= Problem description =
Look through the data below for the line with "Note: locate the garage", and transcribe it exactly together with each line after it up to and including the line with "Note: locate the window". Give nothing else.

Natural-language object grounding data:
————

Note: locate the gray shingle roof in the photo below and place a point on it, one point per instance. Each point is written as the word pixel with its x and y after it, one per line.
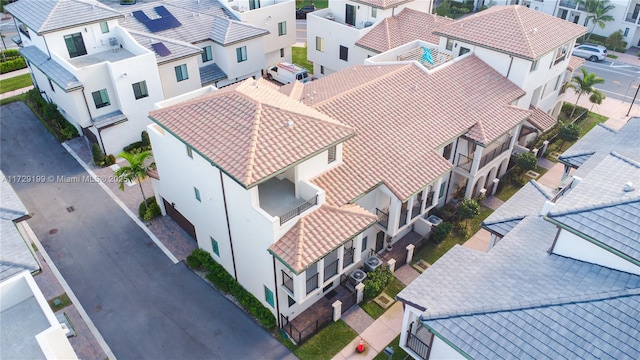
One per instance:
pixel 527 201
pixel 50 15
pixel 604 139
pixel 54 71
pixel 211 73
pixel 15 255
pixel 179 49
pixel 502 304
pixel 598 207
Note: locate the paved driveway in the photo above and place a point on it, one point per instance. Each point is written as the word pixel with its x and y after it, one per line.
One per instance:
pixel 144 306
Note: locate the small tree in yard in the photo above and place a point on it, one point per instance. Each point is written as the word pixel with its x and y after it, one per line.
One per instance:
pixel 568 132
pixel 136 170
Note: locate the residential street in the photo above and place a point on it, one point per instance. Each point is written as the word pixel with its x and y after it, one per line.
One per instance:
pixel 144 306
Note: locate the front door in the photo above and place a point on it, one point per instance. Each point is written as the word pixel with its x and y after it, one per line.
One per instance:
pixel 350 15
pixel 379 241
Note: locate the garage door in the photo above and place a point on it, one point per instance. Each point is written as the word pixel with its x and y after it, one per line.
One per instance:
pixel 180 219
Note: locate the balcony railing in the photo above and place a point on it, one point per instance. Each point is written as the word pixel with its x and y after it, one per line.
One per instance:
pixel 330 270
pixel 287 281
pixel 312 283
pixel 492 154
pixel 465 162
pixel 298 210
pixel 383 218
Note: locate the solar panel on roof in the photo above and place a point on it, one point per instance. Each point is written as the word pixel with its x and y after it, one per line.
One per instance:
pixel 161 49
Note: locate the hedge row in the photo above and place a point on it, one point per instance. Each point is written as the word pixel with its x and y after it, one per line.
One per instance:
pixel 202 260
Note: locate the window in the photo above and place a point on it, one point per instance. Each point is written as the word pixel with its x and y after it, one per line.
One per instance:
pixel 347 258
pixel 331 156
pixel 104 27
pixel 319 44
pixel 241 54
pixel 282 28
pixel 181 72
pixel 446 152
pixel 140 90
pixel 344 53
pixel 207 55
pixel 449 45
pixel 101 98
pixel 268 296
pixel 214 245
pixel 75 45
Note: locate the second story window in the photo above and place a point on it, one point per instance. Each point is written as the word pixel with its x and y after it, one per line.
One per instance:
pixel 101 98
pixel 206 54
pixel 181 72
pixel 241 54
pixel 331 157
pixel 75 45
pixel 344 53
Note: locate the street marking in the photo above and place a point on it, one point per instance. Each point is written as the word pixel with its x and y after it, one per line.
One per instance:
pixel 83 314
pixel 122 205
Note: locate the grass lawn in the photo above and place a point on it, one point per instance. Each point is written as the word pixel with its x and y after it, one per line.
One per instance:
pixel 14 83
pixel 320 4
pixel 398 353
pixel 327 343
pixel 299 56
pixel 431 251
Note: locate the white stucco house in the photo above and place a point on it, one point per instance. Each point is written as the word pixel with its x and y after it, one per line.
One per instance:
pixel 567 263
pixel 106 67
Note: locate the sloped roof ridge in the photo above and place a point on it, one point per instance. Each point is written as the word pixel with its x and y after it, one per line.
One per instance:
pixel 363 85
pixel 527 305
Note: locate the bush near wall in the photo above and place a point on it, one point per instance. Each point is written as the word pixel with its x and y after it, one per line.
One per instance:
pixel 202 260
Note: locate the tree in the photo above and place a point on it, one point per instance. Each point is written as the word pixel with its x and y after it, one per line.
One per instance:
pixel 598 11
pixel 568 132
pixel 136 170
pixel 615 40
pixel 583 85
pixel 596 97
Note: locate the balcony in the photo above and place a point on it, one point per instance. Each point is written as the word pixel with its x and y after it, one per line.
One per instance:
pixel 494 152
pixel 383 218
pixel 277 197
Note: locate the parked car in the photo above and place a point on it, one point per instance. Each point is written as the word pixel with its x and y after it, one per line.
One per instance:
pixel 303 11
pixel 590 51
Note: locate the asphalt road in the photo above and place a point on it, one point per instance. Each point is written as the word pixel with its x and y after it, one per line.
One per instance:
pixel 621 80
pixel 145 306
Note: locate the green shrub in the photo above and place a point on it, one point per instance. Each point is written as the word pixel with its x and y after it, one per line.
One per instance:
pixel 98 155
pixel 376 281
pixel 442 231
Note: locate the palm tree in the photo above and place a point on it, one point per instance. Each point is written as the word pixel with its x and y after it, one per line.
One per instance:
pixel 583 85
pixel 598 13
pixel 596 97
pixel 136 170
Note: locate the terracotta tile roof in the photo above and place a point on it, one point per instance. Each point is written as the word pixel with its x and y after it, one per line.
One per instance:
pixel 514 29
pixel 574 63
pixel 541 119
pixel 320 232
pixel 407 26
pixel 250 130
pixel 403 115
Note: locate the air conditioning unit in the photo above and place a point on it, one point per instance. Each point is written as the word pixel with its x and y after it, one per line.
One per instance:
pixel 357 277
pixel 372 263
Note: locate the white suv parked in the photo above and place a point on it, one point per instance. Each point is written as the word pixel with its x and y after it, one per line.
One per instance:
pixel 590 52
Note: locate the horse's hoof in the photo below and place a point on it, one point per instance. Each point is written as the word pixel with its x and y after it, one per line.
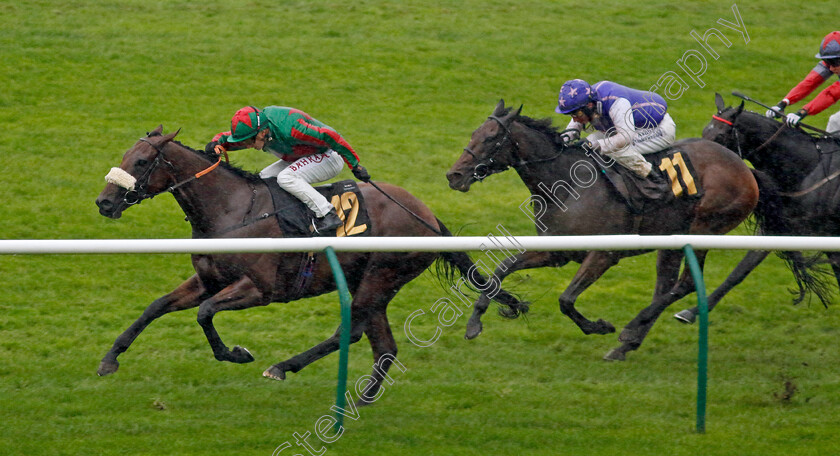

————

= Task result =
Note: locate the garage door in the photo above and place a point on it, one point per instance. Each point is written as the word pixel with its x and y after it, one per line.
One per instance:
pixel 180 219
Note: locate the balcony railing in the photo above and place a point on it, one point per instance. Each point is written as the word pixel with its x and y after it, one per line.
One per instance:
pixel 330 270
pixel 287 281
pixel 312 283
pixel 492 154
pixel 465 162
pixel 298 210
pixel 383 218
Note: locate the solar panel on roof in the photo above and place a point on it, one point per instance. Each point is written as the word pixel with its x and y after it, one per line.
One per instance:
pixel 161 49
Note: locate the hedge row in the photo above and place a point on it, one point per instance. Each point is written as the word pixel with its x and y after it, one per line.
One per instance:
pixel 202 260
Note: locate the window in the photo above and place a point on it, one point per instance. Each point is written as the word pixel with its x and y after it, one per line.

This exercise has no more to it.